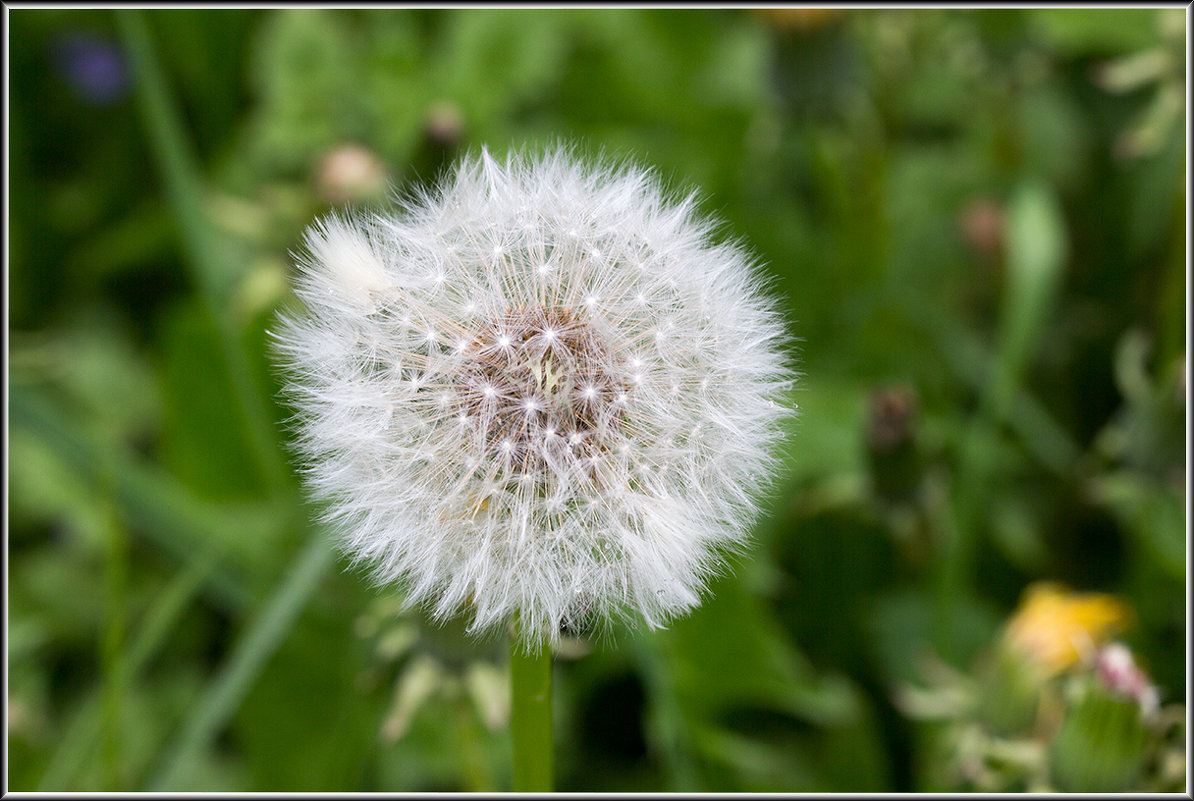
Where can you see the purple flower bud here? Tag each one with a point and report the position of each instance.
(93, 67)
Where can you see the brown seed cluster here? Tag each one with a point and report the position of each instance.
(541, 384)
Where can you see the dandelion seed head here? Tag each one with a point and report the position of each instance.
(530, 456)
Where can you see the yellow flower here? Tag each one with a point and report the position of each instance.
(1057, 628)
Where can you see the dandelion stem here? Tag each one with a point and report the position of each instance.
(530, 716)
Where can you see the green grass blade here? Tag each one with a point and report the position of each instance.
(227, 689)
(211, 265)
(84, 733)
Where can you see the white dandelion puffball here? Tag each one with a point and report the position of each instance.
(537, 388)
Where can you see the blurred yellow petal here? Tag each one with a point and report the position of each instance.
(1057, 628)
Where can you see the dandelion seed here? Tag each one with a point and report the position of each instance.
(516, 476)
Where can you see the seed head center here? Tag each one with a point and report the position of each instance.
(542, 388)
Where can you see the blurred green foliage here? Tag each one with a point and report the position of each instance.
(974, 220)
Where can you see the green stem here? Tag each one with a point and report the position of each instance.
(530, 716)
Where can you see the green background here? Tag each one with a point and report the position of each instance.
(974, 221)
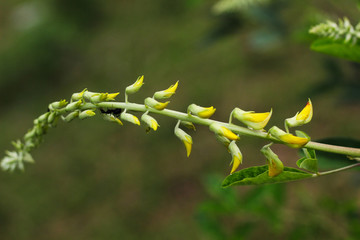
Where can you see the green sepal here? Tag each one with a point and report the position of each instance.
(309, 164)
(302, 134)
(259, 175)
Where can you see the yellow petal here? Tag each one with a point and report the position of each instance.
(188, 145)
(139, 82)
(208, 112)
(256, 117)
(294, 141)
(172, 88)
(111, 96)
(306, 112)
(275, 167)
(236, 163)
(161, 106)
(154, 125)
(229, 134)
(136, 120)
(90, 112)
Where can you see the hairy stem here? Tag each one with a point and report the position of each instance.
(354, 152)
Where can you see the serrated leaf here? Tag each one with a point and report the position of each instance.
(337, 49)
(259, 175)
(309, 164)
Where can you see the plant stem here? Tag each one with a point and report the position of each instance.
(354, 152)
(337, 170)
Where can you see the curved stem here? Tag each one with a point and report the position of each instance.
(337, 170)
(354, 152)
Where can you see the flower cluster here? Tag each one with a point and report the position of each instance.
(84, 104)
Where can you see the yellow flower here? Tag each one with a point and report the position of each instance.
(58, 105)
(185, 138)
(287, 138)
(130, 118)
(301, 118)
(136, 86)
(236, 156)
(275, 165)
(223, 131)
(203, 112)
(166, 93)
(78, 96)
(256, 121)
(111, 118)
(111, 96)
(86, 114)
(150, 121)
(150, 102)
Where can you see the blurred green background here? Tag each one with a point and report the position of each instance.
(96, 180)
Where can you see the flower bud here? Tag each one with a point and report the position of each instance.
(51, 117)
(256, 121)
(166, 93)
(275, 165)
(287, 138)
(58, 105)
(111, 118)
(43, 118)
(136, 86)
(150, 121)
(185, 138)
(71, 116)
(73, 106)
(111, 96)
(223, 140)
(98, 97)
(236, 156)
(130, 118)
(86, 114)
(301, 118)
(152, 103)
(203, 112)
(188, 125)
(78, 96)
(223, 131)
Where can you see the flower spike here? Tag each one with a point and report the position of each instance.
(160, 95)
(150, 121)
(111, 118)
(129, 118)
(150, 102)
(275, 165)
(236, 156)
(287, 138)
(223, 131)
(86, 114)
(135, 87)
(301, 118)
(256, 121)
(203, 112)
(184, 137)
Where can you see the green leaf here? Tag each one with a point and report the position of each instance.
(259, 175)
(337, 49)
(309, 164)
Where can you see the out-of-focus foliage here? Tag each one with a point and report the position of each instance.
(102, 181)
(226, 6)
(340, 40)
(269, 211)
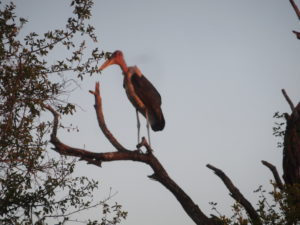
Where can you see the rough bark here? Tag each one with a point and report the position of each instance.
(160, 174)
(275, 174)
(237, 195)
(297, 11)
(291, 150)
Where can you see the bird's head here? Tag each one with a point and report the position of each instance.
(115, 58)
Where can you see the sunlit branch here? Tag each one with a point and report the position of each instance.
(275, 173)
(237, 195)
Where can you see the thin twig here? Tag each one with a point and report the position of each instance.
(296, 9)
(275, 173)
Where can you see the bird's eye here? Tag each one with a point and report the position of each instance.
(108, 55)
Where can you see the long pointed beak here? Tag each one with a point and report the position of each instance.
(107, 63)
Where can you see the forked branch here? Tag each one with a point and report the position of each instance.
(160, 174)
(237, 195)
(275, 173)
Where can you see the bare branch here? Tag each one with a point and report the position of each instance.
(101, 121)
(287, 98)
(160, 174)
(297, 34)
(275, 173)
(237, 195)
(297, 11)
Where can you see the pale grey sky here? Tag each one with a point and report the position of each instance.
(219, 66)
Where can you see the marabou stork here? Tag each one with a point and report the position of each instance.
(141, 93)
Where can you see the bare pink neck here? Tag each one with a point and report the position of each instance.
(123, 65)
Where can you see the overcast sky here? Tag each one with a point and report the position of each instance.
(219, 66)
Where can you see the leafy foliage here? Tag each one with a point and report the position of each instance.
(34, 187)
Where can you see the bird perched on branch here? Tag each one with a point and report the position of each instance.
(141, 93)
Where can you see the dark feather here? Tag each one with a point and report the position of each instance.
(152, 100)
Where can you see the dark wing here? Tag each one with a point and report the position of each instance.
(152, 100)
(146, 91)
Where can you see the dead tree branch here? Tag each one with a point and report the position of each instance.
(101, 121)
(297, 11)
(275, 173)
(237, 195)
(160, 174)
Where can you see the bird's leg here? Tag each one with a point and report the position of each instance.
(138, 125)
(148, 130)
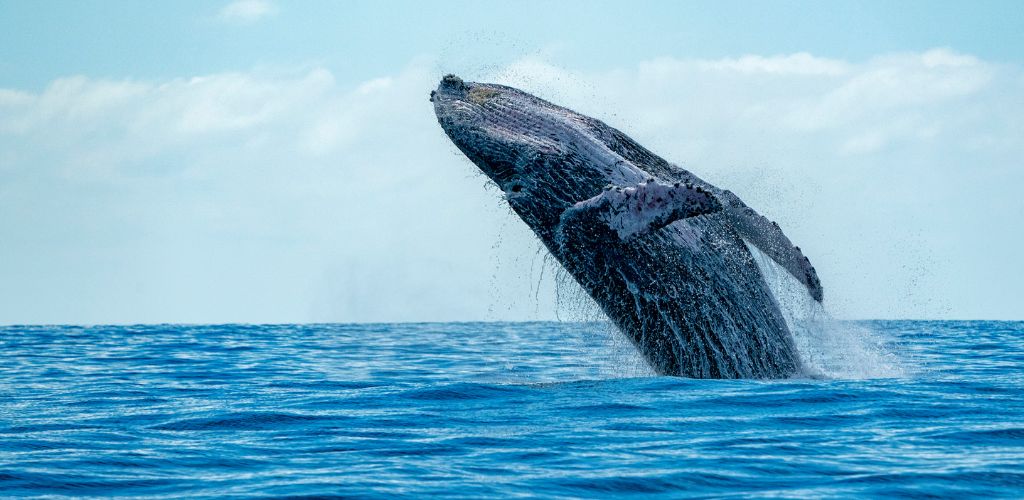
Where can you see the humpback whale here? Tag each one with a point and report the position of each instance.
(663, 252)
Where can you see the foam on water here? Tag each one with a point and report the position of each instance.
(827, 347)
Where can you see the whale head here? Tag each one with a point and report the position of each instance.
(543, 157)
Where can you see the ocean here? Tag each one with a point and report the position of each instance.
(898, 408)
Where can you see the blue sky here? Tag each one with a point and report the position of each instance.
(263, 161)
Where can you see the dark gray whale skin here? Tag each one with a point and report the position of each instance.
(660, 251)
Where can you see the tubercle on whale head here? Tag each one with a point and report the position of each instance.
(539, 154)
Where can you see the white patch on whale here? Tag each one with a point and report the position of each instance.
(828, 348)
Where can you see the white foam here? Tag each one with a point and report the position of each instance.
(827, 347)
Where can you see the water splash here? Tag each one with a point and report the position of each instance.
(828, 348)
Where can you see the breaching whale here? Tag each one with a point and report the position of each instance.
(662, 251)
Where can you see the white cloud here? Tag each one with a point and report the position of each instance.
(247, 11)
(285, 196)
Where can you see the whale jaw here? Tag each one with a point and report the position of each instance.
(658, 249)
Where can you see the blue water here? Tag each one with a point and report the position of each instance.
(485, 410)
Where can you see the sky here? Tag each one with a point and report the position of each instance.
(260, 161)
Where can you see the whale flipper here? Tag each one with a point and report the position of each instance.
(768, 237)
(642, 208)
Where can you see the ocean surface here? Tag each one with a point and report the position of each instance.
(499, 410)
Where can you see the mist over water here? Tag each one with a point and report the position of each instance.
(827, 347)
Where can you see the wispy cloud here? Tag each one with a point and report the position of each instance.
(247, 11)
(288, 197)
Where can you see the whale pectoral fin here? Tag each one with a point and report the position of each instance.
(768, 237)
(642, 208)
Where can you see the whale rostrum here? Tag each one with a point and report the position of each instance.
(660, 251)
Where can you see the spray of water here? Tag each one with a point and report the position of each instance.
(828, 348)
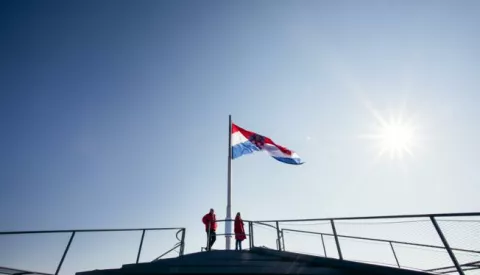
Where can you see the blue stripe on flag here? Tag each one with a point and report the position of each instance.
(295, 161)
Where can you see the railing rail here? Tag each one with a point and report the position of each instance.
(281, 227)
(180, 245)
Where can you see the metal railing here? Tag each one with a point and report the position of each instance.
(428, 220)
(431, 224)
(180, 244)
(461, 253)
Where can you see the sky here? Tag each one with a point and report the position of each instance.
(114, 114)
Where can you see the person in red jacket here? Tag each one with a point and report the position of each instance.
(239, 232)
(210, 222)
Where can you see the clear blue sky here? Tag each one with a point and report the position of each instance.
(115, 113)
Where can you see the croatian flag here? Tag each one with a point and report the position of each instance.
(245, 142)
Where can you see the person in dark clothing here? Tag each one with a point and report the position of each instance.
(210, 222)
(239, 232)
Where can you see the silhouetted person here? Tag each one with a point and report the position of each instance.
(239, 232)
(210, 222)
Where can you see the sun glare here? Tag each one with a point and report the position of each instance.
(394, 137)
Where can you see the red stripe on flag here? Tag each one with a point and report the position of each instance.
(248, 134)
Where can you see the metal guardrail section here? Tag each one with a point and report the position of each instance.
(441, 235)
(455, 237)
(180, 244)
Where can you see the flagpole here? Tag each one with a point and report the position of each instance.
(228, 223)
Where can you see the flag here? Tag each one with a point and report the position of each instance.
(245, 142)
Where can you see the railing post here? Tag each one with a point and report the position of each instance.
(278, 237)
(251, 235)
(336, 239)
(182, 245)
(323, 243)
(65, 253)
(394, 254)
(140, 246)
(208, 237)
(445, 243)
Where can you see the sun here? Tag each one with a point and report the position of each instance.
(396, 139)
(395, 136)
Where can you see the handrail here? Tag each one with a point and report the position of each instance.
(378, 240)
(466, 214)
(181, 243)
(88, 230)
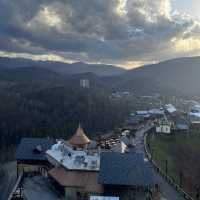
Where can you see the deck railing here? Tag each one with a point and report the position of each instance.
(180, 190)
(16, 186)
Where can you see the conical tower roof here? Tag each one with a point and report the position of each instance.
(79, 139)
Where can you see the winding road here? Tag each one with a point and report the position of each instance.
(167, 191)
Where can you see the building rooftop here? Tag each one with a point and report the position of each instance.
(33, 149)
(170, 108)
(80, 179)
(79, 139)
(124, 169)
(73, 159)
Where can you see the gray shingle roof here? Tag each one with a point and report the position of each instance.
(27, 146)
(124, 169)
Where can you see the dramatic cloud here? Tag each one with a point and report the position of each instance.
(123, 32)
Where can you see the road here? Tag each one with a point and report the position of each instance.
(167, 191)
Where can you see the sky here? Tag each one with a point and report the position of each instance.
(127, 33)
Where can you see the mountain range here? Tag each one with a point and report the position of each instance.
(177, 76)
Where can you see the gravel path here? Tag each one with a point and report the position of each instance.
(167, 191)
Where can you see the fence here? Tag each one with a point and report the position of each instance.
(166, 177)
(13, 194)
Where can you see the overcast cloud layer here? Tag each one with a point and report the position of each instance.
(123, 32)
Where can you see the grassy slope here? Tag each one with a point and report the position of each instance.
(183, 154)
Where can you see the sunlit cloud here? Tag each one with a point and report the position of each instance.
(186, 45)
(41, 57)
(127, 33)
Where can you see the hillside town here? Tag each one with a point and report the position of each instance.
(111, 167)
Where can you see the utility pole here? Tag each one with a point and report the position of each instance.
(166, 167)
(181, 179)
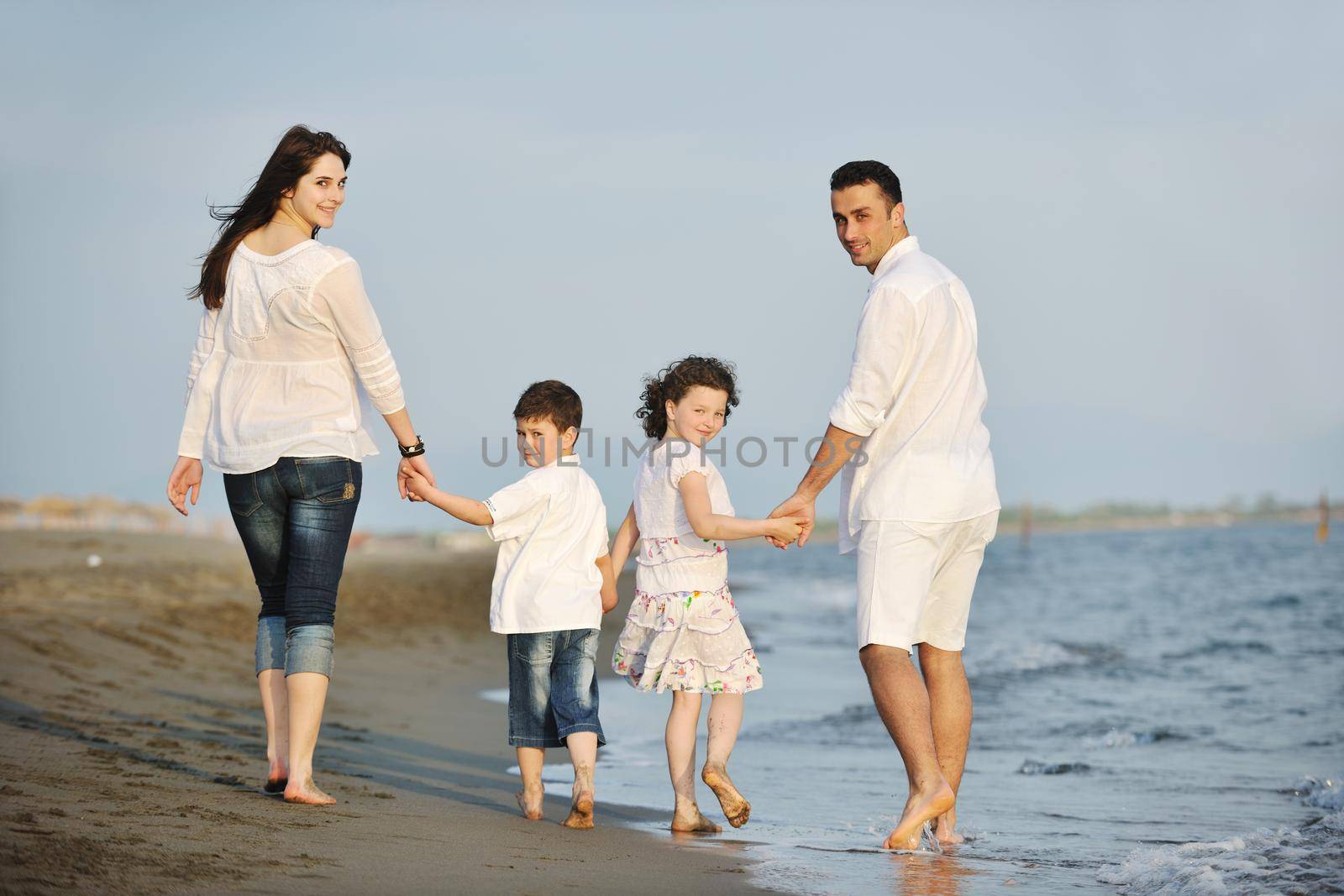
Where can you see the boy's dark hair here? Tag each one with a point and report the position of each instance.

▶ WHAT THIS TASK INVOLVES
Exactly and only the lines from the one holding "Where can you see the mountain" through the final line of the material must be returned, both ends included, without any pictures.

▶ WRITTEN SOLUTION
Where can you see the mountain range here? Tag each one with a point and report the position of each instance.
(177, 76)
Where can you see the gravel path here? Tag each one with a point and report the position of each instance.
(167, 191)
Where can you see the fence here? Tag each one with a point and report the position of each instance.
(166, 177)
(13, 194)
Where can you see the overcast cloud layer here? Tag each one with a point and report the position of each instance.
(123, 32)
Where can you see the grassy slope here? Tag each one with a point and report the position of each instance.
(183, 154)
Where can you see the sunlit cloud here? Tag each one with a point and report the position of each instance.
(186, 45)
(41, 57)
(127, 33)
Where can you see the hillside town here? Tag each one with a point and report the position of each instance.
(111, 167)
Where can you see the utility pole here? Tag each one with a point and report the position of each instance.
(166, 167)
(181, 179)
Where can you see the boy's dark hair here? Tag each one with a point and report the position of each instance.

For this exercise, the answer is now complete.